■ EXERCISE REQUIREMENTS ■
Rewrite the lines below, requests included, beginning at the line that contains "The response SHOULD carry one point per instance of the blue" and continuing through the last line of the records. Multiply each coordinate in the answers by 0.5 and round to whole numbers, rounding halves up, but keep the requests and their sample coordinates unchanged.

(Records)
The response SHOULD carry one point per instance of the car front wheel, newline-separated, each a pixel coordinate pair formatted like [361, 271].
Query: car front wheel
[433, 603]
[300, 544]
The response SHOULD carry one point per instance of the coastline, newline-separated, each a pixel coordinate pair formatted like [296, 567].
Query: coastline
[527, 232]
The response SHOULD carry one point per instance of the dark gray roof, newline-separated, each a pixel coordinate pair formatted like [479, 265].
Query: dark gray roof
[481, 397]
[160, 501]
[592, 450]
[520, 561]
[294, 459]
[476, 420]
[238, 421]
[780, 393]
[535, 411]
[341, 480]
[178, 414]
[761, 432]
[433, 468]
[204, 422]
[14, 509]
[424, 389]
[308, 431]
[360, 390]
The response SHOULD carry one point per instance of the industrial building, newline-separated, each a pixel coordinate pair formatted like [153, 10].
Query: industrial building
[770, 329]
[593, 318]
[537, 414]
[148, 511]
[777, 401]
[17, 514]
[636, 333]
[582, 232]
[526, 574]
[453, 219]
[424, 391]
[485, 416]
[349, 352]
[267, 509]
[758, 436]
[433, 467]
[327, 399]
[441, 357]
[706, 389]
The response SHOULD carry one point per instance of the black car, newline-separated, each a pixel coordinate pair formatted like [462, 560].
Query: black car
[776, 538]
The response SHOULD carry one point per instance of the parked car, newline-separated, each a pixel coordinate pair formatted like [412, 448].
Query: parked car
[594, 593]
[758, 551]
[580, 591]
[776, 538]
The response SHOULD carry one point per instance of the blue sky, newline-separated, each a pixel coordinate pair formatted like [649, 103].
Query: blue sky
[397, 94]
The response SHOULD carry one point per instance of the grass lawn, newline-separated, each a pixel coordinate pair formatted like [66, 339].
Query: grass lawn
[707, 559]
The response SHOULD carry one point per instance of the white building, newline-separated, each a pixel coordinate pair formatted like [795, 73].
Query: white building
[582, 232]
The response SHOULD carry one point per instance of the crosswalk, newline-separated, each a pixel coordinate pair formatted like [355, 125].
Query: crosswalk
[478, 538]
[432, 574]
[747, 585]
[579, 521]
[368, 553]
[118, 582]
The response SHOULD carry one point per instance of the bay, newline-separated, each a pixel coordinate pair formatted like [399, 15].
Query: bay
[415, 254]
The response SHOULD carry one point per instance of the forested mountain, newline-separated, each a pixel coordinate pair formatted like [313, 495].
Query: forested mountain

■ ANSWER BELOW ■
The response SHOULD carry one point per instance of the blue sky, newline-separated, each a pixel coordinate pair formatted like [649, 103].
Query: blue sky
[199, 47]
The response SHOULD carry one point per instance of the grass lawn, newline-separated, each a pixel coordinate pair formatted like [66, 339].
Query: grass lawn
[354, 280]
The response SHOULD carry one point per instance of the white building, newline-separated, each a pixel coordinate pair formatted like [795, 73].
Query: white building
[291, 116]
The response SHOULD carry one point per instance of the crosswalk, newline-separated, each a pixel coordinate pair formatted like [355, 125].
Query: crosswalk
[239, 269]
[216, 287]
[374, 293]
[290, 261]
[184, 277]
[59, 291]
The response SHOULD carry one point per instance of the bay, newline-separated, each a pixel coordinate pair formatted like [399, 15].
Query: bay
[208, 127]
The response SHOULD carry one point per instance of the forested mountain, newline-separated, each a pixel coordinate pair formatted like [313, 495].
Query: forested mountain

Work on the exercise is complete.